DATA FOR THIS TASK ::
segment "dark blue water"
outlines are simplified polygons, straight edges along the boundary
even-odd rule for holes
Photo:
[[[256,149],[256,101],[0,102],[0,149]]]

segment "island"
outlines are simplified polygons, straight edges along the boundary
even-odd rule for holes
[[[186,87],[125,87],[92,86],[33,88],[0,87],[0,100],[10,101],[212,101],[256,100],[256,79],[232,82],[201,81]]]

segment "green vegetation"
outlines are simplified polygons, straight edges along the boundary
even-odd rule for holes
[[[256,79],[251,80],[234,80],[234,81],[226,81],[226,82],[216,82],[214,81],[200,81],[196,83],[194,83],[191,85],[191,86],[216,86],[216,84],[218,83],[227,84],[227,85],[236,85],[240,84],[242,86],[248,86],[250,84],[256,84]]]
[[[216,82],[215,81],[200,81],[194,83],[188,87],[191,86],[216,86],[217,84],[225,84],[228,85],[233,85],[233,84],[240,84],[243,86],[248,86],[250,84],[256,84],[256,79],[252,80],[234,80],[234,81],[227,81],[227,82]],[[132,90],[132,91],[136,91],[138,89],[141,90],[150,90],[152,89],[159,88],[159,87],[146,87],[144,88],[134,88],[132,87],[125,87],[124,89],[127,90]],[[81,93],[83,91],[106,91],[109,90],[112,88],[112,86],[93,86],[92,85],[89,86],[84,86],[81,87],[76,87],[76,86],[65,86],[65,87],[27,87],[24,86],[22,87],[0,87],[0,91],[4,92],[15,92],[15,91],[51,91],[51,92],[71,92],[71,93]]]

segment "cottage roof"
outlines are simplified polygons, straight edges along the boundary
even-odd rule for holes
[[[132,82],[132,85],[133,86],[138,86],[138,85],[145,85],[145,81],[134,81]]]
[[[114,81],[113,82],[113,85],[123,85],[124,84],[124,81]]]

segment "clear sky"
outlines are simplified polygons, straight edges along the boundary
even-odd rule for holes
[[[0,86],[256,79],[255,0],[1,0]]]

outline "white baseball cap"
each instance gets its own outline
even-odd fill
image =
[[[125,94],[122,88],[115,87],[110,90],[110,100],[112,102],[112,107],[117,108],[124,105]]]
...
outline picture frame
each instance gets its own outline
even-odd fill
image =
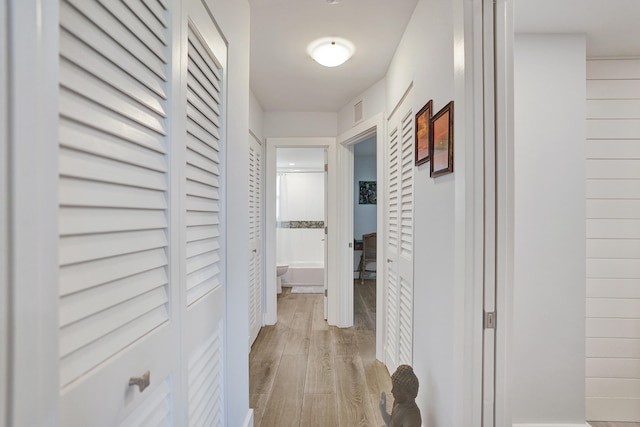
--
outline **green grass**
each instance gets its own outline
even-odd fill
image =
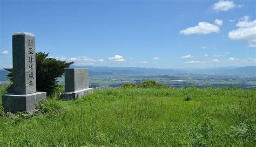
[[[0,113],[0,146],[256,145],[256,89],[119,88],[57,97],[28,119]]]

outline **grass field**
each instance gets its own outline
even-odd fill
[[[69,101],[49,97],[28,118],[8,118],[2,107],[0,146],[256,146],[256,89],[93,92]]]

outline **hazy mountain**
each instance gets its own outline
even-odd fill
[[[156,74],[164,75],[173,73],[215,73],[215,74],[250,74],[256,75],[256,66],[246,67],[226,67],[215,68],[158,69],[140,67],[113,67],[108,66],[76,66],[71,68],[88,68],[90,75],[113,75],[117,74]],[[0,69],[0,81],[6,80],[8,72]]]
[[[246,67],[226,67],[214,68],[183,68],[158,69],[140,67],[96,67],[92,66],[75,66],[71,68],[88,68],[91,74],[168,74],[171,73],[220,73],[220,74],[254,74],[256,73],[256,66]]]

YOUR OBJECTIVE :: List each line from the rows above that contains the string "segment", matching case exactly.

SOLUTION ::
segment "dark blue water"
segment "island"
segment "green vegetation"
segment "cottage roof"
segment "clear sky"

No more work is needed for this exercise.